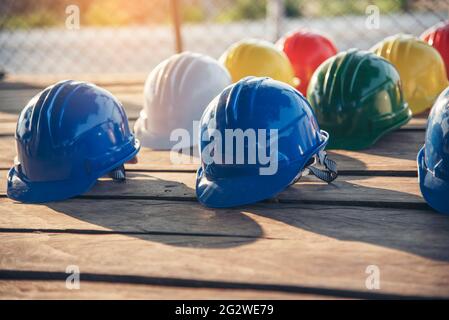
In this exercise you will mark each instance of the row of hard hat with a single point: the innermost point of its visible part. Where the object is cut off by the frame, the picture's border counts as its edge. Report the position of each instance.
(73, 133)
(356, 95)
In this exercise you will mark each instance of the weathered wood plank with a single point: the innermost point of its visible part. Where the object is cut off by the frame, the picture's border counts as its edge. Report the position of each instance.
(312, 246)
(92, 290)
(370, 191)
(396, 152)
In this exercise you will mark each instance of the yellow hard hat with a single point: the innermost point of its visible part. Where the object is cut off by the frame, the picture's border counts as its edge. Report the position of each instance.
(420, 67)
(253, 57)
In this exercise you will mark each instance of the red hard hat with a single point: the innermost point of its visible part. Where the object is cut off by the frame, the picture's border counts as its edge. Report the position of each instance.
(438, 37)
(306, 51)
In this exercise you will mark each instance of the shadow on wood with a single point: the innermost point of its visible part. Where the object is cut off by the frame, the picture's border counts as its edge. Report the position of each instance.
(420, 232)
_____
» Assigned task
Each entry is to be given again exactly as it stands, with its pictures removed.

» Answer to this problem
In this exercise you will mark each instance of the row of hard hat with a single point: the innermost point of its visible part. Where the object is cut off by the frame, the picture's border counts as its edge. Report the position of each instance.
(73, 133)
(356, 95)
In this exercise you will mark each instance of the weathered wood plank with a single point: the innermost point of its visible part. Where the object is cut off by the frame, the picture's border counts as its edge. Report the position of each instance.
(312, 246)
(92, 290)
(370, 191)
(396, 152)
In this exercise you will mark each instance of the yellow hard hat with a single point: the innermost point of its visible part. Where the object is cut off by the frame, the picture's border counts as its edge. Report the position of each instance.
(420, 67)
(253, 57)
In this exercise you will mark each instance of the red hard hat with a single point: the innermost point of its visible part. Where the object is cut off by the frame, the picture's border counts as its edge. Report the position of each instance.
(438, 37)
(306, 51)
In this exercise you will mark each instance of the shadow on wood with a single point: the innermost point of its visible part. Where the object is cut off by the frame, the picture's border counts as its edge. Report the position of each instance.
(420, 232)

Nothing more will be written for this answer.